_MATERIAL PROVIDED:_
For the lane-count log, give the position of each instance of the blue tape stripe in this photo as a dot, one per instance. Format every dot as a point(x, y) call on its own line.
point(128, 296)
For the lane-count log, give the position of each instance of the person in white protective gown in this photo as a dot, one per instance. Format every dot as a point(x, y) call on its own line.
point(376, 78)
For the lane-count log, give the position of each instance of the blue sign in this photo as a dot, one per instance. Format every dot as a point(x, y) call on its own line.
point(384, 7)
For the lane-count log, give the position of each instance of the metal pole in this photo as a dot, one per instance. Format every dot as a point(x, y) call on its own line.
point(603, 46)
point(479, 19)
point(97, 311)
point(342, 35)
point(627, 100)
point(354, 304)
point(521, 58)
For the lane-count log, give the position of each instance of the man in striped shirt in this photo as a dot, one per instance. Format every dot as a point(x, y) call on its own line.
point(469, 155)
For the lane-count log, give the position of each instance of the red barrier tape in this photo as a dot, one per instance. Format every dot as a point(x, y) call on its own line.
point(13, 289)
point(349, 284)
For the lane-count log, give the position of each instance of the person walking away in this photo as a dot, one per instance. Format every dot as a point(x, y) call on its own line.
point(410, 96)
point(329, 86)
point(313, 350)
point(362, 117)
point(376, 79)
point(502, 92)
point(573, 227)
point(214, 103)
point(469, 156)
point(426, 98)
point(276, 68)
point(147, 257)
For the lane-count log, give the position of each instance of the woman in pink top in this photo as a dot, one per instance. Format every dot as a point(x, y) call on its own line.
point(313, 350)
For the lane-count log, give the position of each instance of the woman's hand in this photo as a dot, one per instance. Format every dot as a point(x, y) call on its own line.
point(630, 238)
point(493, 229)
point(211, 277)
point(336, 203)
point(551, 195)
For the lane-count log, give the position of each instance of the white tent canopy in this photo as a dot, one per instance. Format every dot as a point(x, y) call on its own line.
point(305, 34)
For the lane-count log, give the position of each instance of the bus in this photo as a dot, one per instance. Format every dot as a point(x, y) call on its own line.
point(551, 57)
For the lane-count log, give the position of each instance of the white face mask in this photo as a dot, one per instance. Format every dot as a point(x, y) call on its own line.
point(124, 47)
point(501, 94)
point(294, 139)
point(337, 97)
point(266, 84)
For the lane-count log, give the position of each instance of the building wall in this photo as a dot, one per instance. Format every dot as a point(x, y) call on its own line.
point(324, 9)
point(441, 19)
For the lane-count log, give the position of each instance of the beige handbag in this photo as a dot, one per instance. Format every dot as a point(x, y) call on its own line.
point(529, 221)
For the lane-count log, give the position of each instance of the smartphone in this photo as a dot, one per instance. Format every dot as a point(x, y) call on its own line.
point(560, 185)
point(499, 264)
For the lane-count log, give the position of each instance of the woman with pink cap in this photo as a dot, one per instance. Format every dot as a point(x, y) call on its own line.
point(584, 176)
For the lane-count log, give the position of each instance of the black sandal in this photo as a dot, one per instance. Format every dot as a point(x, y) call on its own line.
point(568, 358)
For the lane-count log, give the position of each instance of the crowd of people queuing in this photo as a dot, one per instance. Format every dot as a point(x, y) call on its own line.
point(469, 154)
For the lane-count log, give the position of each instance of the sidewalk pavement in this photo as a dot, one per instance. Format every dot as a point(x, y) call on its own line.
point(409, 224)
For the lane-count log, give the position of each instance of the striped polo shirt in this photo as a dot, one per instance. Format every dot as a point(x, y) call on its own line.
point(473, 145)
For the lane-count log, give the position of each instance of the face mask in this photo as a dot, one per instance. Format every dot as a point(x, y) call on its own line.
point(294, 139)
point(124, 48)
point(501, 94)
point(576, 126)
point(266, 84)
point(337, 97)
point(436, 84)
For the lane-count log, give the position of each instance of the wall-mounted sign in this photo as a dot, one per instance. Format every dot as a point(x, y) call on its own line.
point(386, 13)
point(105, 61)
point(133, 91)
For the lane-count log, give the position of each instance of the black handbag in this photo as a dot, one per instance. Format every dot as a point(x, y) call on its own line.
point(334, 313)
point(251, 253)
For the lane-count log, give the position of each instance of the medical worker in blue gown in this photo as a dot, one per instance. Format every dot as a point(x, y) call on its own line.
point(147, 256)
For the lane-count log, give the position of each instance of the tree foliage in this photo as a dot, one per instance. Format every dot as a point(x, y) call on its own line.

_EXERCISE DIRECTIONS:_
Copy the whole listing, word for word.

_RESPONSE BOX:_
For the lane-count log, give the position of each instance of the blue tape stripe in this photo as a dot, one per instance. Format every dot as a point(x, y) call on its own line.
point(128, 296)
For the lane-count log, give the position of each instance of the person in white protective gown in this photo as a dot, one per instance. Format every dot as a point(x, y) call on its own line.
point(376, 78)
For the lane-count log, give the position of each instance of the blue sign in this photo as a dot, one per instance. Format every dot as a point(x, y) call on its own line.
point(384, 7)
For the lane-count log, give the position of each instance of the metal pole in this photo as a dot, one per instance. Format every dot as a point(x, y) call on its own line.
point(603, 46)
point(479, 19)
point(97, 311)
point(342, 35)
point(627, 100)
point(354, 304)
point(521, 58)
For the lane-count log, give the position of each instance of the man in striped shirt in this photo as a dot, one per instance. Format every dot as a point(x, y) call on its own line.
point(469, 155)
For the lane-count log, give the position of each instance of the red barrier tape in this photo as a dot, one per instance. Format every dot as a point(x, y) call on its own line.
point(13, 289)
point(349, 284)
For the lane-count log, give the position of each instance of the person walking away in this photo as a dot, one per instance. Format every dot as a point(x, y) call on its own line.
point(410, 96)
point(329, 86)
point(313, 350)
point(362, 117)
point(376, 79)
point(502, 92)
point(573, 227)
point(214, 103)
point(469, 156)
point(426, 98)
point(276, 68)
point(147, 257)
For the lane-count log, give the position of each instance of the woman in pink top in this photo as a dot, one per instance. Format every dot as a point(x, y) call on its own line.
point(313, 350)
For the lane-count log, give the position of each instance of the woman's hand in this photo as a dot, one per instance. Format every dot as a point(x, y) call on its own line.
point(630, 238)
point(493, 229)
point(211, 277)
point(336, 203)
point(551, 195)
For the lane-count log, give the position of each instance of the white tent canopy in this photo as a dot, one per instance. Format every dot as a point(x, y) call on its own line.
point(305, 34)
For the lane-count log, give the position of each instance of the bus in this photo as a dot, one per instance. Format every dot as a point(x, y) call on its own line.
point(551, 57)
For the lane-count log, give the position of each instance of the white face mask in this photo as a dot, one per instance. Format every dot as a point(x, y) call on its own line.
point(124, 47)
point(501, 94)
point(294, 139)
point(337, 97)
point(266, 84)
For the lane-count log, give the position of each instance of the building wall in this photo as a dot, one per instance. Format every dot as a point(x, y) call on its own line.
point(324, 9)
point(441, 19)
For the lane-count log, give the position of each instance of the beige handbag in this photo as a dot, one per instance. Format every dot as a point(x, y) call on its own line.
point(529, 221)
For the lane-count log, give the position of each instance of the smartphone in this photo as a dot, one per instance. Format every dot as a point(x, y) call on its own line.
point(560, 185)
point(499, 264)
For the lane-count log, give the position of each instance of the woman with pink cap in this photo as a dot, one per instance. Format every dot as a point(x, y) call on its own line.
point(584, 176)
For the lane-count log, give the position of each instance of the black sandal in this photo as a dot, one per instance. Format every dot as a point(x, y) call on its own line.
point(568, 358)
For the lane-count log, give the position of each instance of the crowd of people queuing in this photo as a dot, one per instance. Format every dot as a point(x, y) call on its own line.
point(469, 154)
For the lane-count log, give the position of each instance of the sidewalk pavement in this photo as a dot, one per instance. Format every dot as a point(x, y) call on its own line.
point(409, 224)
For the lane-count log, give the position of each instance of the striped polo shirt in this photo as a dot, one per instance. Format every dot as a point(x, y) call on its own line.
point(473, 145)
For the lane-count log, give the position of each instance of the face mask in this photo as a dot, one per instance. Format every dot as a point(x, y) call on its own line.
point(294, 139)
point(124, 48)
point(501, 94)
point(576, 126)
point(266, 84)
point(337, 97)
point(436, 84)
For the lane-count log, give the position of each instance of the wall-mounted sign in this photo as a dot, one per instance. Format every dot as a point(x, y) call on its own line.
point(386, 13)
point(105, 61)
point(133, 91)
For the lane-count log, give the position of each instance of the black handbag in this photo as a dot, one per instance. Format every dot as a point(x, y) call on its own line.
point(334, 313)
point(251, 253)
For the lane-count log, give the position of each instance of the medical worker in blue gown in this photo as a dot, one per instance. Format every dot as a point(x, y) call on its own line.
point(147, 256)
For the lane-count log, give the position of each instance of the tree foliage in this photo as a dot, one per instance. Format every dot as a point(x, y) call on its own line.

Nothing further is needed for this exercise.